--- begin EXTRACTED MATERIAL ---

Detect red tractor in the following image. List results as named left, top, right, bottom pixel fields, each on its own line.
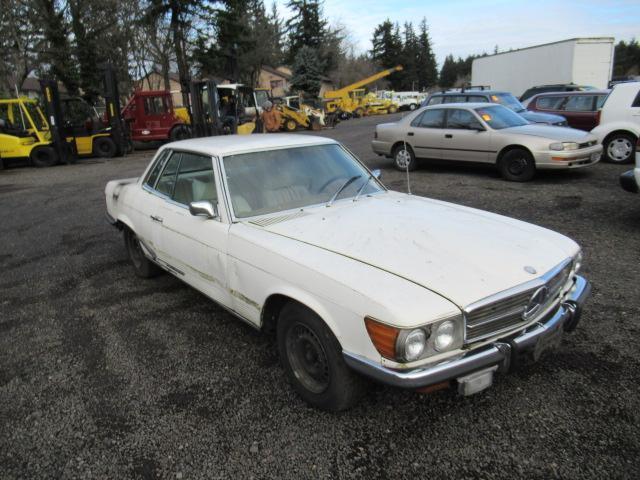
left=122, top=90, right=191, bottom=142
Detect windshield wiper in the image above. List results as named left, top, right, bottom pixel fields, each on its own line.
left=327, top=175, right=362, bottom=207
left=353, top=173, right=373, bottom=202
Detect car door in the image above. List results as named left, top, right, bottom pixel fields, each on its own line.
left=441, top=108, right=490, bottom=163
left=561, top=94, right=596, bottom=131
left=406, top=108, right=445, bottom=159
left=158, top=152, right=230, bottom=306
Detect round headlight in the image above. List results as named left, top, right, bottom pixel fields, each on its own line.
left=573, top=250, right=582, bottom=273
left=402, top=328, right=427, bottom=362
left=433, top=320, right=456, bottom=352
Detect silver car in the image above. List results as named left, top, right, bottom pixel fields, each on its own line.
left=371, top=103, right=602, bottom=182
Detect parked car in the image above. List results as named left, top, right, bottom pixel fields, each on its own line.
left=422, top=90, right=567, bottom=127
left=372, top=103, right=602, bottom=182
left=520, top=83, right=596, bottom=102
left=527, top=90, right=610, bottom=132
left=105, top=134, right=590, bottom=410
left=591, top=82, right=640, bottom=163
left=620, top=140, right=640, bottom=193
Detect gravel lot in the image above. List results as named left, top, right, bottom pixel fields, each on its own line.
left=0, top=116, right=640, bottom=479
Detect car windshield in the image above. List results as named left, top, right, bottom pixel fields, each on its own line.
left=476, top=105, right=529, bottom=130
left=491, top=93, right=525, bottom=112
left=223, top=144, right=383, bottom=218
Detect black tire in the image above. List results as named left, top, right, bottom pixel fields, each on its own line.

--- end EXTRACTED MATERIAL ---
--- begin EXTRACTED MATERIAL ---

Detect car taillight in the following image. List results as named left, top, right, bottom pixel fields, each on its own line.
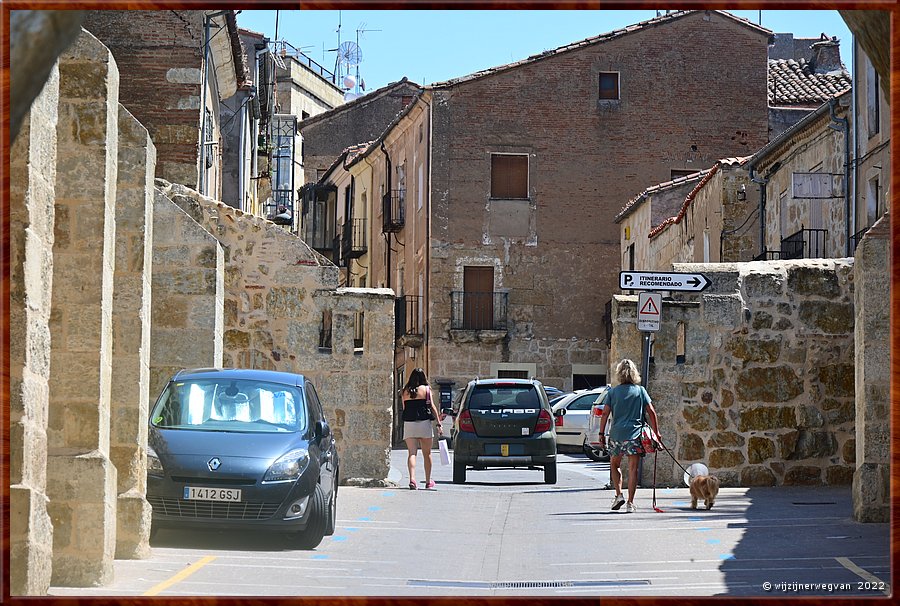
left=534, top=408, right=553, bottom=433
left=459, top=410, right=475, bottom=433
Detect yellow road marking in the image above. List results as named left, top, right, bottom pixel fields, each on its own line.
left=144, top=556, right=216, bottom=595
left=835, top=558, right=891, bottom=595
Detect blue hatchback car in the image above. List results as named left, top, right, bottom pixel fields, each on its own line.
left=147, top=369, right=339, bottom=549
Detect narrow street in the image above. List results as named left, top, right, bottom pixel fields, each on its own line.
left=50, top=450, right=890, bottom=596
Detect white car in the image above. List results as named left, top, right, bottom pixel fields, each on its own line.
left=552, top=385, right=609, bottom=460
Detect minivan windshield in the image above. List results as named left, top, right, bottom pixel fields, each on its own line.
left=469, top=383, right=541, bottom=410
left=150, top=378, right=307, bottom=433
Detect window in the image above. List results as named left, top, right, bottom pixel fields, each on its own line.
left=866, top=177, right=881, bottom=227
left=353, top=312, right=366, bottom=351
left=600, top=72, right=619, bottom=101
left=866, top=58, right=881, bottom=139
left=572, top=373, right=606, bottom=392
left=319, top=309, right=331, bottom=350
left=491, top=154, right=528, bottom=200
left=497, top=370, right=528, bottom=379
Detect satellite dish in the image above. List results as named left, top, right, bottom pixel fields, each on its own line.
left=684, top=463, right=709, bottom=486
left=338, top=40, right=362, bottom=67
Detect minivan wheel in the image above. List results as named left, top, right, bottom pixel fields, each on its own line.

--- end EXTRACTED MATERIAL ---

Copy word for word the entries from the line with "Detect red tractor" to the line with "left=353, top=173, right=373, bottom=202", leaving the pictures out of your answer.

Detect red tractor in the following image. List results as named left, top, right, bottom pixel fields, each on its own line.
left=122, top=90, right=191, bottom=142
Detect windshield wiper in the image above. List results as named left, top, right, bottom pixel fields, each on its own line.
left=327, top=175, right=362, bottom=207
left=353, top=173, right=373, bottom=202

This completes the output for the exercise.